The Australian Medical Association is opposed to Queensland’s new policy of allowing pharmacists to give measles and whooping cough vaccines.
Pharmacists in Queensland will become the first in Australia to administer whooping cough and measles injections, to the chagrin of doctors.
Doctors and trained nurses are currently the only medical staff who can inject these vaccines but this will change from September.
The Australian Medical Association is worried pharmacists aren’t properly trained to deal with allergic reactions.
“We are concerned that if a patient may have a serious reaction, which is rare, that the pharmacy may not be able to cope with that,” the AMA’s Queensland president Shaun Rudd told AAP.
“It’s not necessarily 100 per cent safe.
“I’m not aware it’s done in any other state in Australia.”
But Health Minister Lawrence Springborg said the success of an eight-month trial, allowing pharmacists to administer flu vaccines, gave the state government confidence they could give whooping cough and measles injections to adults.
“I’d just say to anyone who might have concerns, look at the evidence,” he told reporters in Brisbane.
“We’re dealing with pharmacists that have about five years or so of studying pharmacology and toxicology … so it’s very easy to train them to do that and they’ve got all sorts of protocols.”

★ ★ ★

#### ACTIVITIES:
(a) In the news article on Queensland pharmacists giving vaccines, from what month will medical staff other than doctors and trained nurses be able to inject these vaccines?
(b) Extend the news article on Queensland pharmacists giving vaccines by a few paragraphs, picking up after its final sentence.

#### INPUT DATA:
★ ★ ★

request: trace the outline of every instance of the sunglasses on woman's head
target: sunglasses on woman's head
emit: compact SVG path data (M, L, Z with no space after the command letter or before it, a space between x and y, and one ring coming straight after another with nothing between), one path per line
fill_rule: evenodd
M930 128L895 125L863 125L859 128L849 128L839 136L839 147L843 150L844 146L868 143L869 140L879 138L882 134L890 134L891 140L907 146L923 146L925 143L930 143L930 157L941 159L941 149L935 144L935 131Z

★ ★ ★

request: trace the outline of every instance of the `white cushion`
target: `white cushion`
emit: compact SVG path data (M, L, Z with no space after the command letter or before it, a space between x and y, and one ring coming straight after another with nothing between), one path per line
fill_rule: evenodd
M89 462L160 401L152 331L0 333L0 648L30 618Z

★ ★ ★

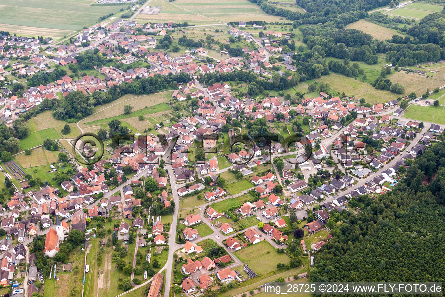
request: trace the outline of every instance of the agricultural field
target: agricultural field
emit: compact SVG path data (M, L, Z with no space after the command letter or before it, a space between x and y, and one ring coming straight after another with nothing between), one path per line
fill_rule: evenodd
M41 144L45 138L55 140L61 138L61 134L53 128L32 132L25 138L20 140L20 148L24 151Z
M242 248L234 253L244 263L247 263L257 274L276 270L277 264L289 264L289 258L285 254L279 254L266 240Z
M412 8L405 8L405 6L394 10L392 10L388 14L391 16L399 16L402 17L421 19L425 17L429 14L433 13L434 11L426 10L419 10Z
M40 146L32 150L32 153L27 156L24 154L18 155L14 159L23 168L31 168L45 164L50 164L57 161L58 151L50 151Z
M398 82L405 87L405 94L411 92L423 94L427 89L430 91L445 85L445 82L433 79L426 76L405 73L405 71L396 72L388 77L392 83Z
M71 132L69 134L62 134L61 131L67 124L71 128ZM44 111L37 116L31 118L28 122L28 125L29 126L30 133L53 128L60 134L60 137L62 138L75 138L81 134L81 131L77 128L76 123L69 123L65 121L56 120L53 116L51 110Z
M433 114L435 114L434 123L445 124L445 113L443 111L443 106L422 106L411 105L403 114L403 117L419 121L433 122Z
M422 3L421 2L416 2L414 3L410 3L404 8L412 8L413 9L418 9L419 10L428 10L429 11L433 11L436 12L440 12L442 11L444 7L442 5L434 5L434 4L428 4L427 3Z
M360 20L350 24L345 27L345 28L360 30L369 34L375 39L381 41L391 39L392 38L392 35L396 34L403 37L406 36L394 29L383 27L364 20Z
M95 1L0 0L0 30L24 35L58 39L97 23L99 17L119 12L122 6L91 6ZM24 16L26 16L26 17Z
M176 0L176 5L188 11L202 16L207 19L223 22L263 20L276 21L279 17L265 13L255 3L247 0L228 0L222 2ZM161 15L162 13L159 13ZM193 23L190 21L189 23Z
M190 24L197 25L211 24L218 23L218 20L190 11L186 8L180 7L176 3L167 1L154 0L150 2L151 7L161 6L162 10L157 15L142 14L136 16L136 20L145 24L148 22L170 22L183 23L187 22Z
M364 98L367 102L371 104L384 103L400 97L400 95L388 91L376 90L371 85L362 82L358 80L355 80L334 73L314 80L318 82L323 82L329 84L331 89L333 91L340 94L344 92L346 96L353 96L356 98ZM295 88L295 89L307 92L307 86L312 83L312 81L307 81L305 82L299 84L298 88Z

★ ★ ★

#### ANSWERS PER TASK:
(a) September

(b)
Queensland Premier Campbell Newman said doctors would continue administering the majority of these vaccinations.
“This is about the health of Queenslanders, not about people’s particular professional interests,” he said.
Pregnant women in Queensland will also become the first in Australia to be given free vaccines for whooping cough during their last trimester from July 2014.
The government is aiming to have 95 per cent of the state’s children and 85 per cent of adolescents immunised against childhood diseases.
It is expanding its school immunisation program to target the human papilloma virus.
On Wednesday, the government also launched a smart phone app, known as VacciDate, which will allow parents to monitor vaccine and booster dates.